** START **

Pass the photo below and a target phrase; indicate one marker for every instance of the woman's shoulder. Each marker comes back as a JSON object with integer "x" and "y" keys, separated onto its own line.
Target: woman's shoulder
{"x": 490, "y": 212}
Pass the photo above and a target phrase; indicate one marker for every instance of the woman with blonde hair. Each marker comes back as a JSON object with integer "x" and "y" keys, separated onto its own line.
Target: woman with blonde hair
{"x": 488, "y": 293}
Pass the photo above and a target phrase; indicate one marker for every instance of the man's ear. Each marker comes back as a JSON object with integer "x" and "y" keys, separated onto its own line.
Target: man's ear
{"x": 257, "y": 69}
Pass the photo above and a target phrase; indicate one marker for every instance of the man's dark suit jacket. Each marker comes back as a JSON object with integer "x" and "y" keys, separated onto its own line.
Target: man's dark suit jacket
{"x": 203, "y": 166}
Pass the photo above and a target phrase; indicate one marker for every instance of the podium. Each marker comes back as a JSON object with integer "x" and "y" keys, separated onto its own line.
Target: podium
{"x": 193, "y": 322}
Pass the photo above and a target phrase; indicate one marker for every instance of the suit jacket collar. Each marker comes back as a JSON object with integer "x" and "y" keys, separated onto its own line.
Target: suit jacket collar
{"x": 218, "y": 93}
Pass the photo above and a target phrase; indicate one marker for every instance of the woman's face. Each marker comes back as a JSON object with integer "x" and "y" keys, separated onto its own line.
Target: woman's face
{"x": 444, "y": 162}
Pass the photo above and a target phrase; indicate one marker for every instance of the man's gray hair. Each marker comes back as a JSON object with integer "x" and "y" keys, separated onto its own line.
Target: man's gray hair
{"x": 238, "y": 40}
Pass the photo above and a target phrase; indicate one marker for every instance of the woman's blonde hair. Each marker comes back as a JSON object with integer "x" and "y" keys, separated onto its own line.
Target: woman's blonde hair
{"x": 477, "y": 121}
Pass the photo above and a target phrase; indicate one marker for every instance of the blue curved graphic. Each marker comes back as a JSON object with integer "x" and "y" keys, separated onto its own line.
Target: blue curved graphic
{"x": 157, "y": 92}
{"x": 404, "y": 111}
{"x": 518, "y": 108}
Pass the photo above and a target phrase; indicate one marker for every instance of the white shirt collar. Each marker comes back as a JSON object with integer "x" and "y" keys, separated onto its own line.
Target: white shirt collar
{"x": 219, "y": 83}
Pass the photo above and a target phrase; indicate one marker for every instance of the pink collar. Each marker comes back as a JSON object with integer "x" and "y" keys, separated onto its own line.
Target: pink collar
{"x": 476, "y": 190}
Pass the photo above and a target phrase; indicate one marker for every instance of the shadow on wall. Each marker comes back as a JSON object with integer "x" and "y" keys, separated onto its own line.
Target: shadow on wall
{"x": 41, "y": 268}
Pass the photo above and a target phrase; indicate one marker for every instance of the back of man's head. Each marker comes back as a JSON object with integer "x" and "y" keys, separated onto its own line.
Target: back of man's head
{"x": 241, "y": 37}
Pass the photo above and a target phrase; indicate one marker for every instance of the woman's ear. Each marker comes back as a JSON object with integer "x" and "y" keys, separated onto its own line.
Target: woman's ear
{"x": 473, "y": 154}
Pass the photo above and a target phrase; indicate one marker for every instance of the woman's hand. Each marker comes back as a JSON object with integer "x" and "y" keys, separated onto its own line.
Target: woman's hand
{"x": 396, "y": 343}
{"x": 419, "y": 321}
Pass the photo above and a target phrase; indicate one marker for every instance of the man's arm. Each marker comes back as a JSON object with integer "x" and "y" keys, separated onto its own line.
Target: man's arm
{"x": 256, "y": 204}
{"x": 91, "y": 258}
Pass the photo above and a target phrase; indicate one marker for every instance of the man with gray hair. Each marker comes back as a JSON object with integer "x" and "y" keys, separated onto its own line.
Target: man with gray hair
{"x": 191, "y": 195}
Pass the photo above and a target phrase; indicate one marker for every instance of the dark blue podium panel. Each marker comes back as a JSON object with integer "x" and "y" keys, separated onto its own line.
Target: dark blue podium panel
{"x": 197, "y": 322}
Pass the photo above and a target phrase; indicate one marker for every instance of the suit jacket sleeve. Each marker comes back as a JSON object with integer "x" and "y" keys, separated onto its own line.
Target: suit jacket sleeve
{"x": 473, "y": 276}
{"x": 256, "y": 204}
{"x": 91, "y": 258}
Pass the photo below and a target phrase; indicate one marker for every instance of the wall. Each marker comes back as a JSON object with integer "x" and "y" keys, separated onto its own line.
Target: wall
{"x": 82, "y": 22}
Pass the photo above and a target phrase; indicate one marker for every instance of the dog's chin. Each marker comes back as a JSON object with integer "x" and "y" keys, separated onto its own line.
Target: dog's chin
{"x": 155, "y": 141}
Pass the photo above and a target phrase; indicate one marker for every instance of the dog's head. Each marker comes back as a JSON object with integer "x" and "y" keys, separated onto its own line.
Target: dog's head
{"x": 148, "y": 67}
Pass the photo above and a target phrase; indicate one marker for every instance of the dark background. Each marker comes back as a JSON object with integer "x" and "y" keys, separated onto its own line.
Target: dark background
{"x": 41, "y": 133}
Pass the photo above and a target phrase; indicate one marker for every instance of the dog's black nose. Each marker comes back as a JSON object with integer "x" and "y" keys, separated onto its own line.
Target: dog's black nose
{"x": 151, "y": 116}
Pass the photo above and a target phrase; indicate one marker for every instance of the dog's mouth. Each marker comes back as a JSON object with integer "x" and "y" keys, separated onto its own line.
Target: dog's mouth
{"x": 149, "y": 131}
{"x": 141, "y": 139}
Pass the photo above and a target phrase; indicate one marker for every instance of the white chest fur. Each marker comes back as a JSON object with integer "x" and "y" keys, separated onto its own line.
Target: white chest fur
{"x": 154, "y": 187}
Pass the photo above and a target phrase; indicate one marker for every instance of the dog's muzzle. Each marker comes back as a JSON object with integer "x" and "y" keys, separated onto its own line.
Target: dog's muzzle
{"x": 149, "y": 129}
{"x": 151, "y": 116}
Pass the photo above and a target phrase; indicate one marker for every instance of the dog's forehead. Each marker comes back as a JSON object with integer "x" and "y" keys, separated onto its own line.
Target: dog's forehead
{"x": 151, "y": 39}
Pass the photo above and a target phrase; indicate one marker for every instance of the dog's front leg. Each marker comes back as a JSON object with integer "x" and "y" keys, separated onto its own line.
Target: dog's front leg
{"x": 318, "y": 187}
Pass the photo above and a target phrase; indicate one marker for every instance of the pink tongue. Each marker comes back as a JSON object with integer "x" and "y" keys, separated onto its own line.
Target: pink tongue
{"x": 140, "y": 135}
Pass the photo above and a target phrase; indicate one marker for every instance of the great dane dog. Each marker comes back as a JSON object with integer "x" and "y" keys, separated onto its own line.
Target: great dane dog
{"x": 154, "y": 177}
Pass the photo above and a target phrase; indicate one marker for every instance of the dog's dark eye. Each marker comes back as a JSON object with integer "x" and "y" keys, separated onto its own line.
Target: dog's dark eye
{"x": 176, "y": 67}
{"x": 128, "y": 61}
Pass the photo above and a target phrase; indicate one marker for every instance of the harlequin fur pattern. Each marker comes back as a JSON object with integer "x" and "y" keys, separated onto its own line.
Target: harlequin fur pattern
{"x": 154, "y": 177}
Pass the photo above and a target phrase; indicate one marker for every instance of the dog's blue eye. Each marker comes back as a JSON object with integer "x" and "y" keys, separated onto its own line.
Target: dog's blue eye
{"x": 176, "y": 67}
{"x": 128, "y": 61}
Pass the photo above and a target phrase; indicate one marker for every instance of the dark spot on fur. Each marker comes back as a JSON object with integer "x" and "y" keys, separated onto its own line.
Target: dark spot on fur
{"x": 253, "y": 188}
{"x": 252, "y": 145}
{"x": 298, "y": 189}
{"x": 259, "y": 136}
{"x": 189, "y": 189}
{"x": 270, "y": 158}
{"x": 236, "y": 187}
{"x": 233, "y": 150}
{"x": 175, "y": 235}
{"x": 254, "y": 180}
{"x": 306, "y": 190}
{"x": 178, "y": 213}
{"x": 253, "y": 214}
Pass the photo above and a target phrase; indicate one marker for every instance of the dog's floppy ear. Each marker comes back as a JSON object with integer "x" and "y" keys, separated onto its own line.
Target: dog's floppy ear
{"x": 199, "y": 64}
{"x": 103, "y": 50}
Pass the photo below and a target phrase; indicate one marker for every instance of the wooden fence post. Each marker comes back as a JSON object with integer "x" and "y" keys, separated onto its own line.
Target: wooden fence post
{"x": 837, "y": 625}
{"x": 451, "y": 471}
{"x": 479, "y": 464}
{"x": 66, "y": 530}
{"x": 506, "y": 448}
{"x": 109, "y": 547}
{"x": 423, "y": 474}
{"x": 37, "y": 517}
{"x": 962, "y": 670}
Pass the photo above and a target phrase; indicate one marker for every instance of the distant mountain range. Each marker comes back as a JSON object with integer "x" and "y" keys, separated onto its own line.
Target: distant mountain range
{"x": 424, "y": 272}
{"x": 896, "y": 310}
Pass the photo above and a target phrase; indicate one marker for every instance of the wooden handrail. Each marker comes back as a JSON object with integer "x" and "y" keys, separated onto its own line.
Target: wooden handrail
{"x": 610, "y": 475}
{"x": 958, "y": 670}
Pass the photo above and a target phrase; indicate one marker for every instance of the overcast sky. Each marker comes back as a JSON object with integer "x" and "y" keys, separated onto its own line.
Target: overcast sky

** END **

TASK REQUIREMENTS: Copy the entries from the line containing "of the overcast" through the end of the entries, substituting "gray sky" for "overcast sky" and leaving everything else unchanged.

EXERCISE RESPONSE:
Pass the photo above and a target phrase; indicate one marker for every instance of the gray sky. Each marker comes back as a JSON object with integer "x" and "y" keys, separated onto its own line.
Target: gray sky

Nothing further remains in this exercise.